EXCERPT TO READ →
>> begin

Mediterranean Warmth
This U-shaped fir pergola rambles elegantly around a Jacuzzi in Phoenix, Ore. Patricia Orsini and Wolfgang Platzer eschewed nails and turned only a few screws in its construction. Instead, they fastened it together with well-cut joints. The pergola has a 14-foot base stamped with concrete that imitates Italian terra cotta, a Mediterranean theme that complements the stucco house. There is a free-standing latticework wall to one side for privacy. The structure will improve with age: The fir is unsealed and unstained, meant to weather over time. And honeysuckle vines are hard to see now, but they're growing. Orsini believes the pergola creates warmth around the tub.

 
Patio Partition
As a home construction project, a pergola seemed less intimidating than a covered patio, so Tim Roberts built this 8 x 12–foot beauty in his Oklahoma backyard. He found that the construction was cheaper and didn't disrupt the house, guttering or sealing. He used 6 x 6–foot pieces of treated lumber, concrete, lag bolts and nuts, none of which requires maintenance. That bold color comes from an application of Cabot Timber Oil. And the hanging baskets and vines turn the pergola into a giant trellis.

>> end

LISTED RECORDS →
>> begin

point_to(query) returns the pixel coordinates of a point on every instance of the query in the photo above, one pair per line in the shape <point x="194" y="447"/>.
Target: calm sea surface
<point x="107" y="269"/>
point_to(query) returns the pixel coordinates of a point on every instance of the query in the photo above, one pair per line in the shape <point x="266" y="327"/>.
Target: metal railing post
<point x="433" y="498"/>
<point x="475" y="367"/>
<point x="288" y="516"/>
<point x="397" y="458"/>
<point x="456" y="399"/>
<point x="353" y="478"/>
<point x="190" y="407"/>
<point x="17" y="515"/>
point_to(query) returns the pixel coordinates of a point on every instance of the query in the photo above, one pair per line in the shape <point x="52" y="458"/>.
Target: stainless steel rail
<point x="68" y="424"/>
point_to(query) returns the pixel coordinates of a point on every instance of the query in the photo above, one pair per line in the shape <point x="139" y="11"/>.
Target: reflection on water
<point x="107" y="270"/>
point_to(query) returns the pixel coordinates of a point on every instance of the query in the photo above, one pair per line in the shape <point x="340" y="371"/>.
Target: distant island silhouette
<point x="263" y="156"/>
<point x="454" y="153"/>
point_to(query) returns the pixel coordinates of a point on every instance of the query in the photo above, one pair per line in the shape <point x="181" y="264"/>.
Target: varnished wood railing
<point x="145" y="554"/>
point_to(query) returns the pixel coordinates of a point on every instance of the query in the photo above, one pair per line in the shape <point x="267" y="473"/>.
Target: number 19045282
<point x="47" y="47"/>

>> end

GOAL →
Answer these questions using the pergola text:
(a) What did Patricia Orsini and Wolfgang Platzer use to fasten their pergola together?
(b) In which state did Tim Roberts build his pergola?
(c) What product gives the Roberts pergola its bold color?
The entries are not needed for this work.

TASK RESPONSE →
(a) Well-cut joints.
(b) Oklahoma.
(c) Cabot Timber Oil.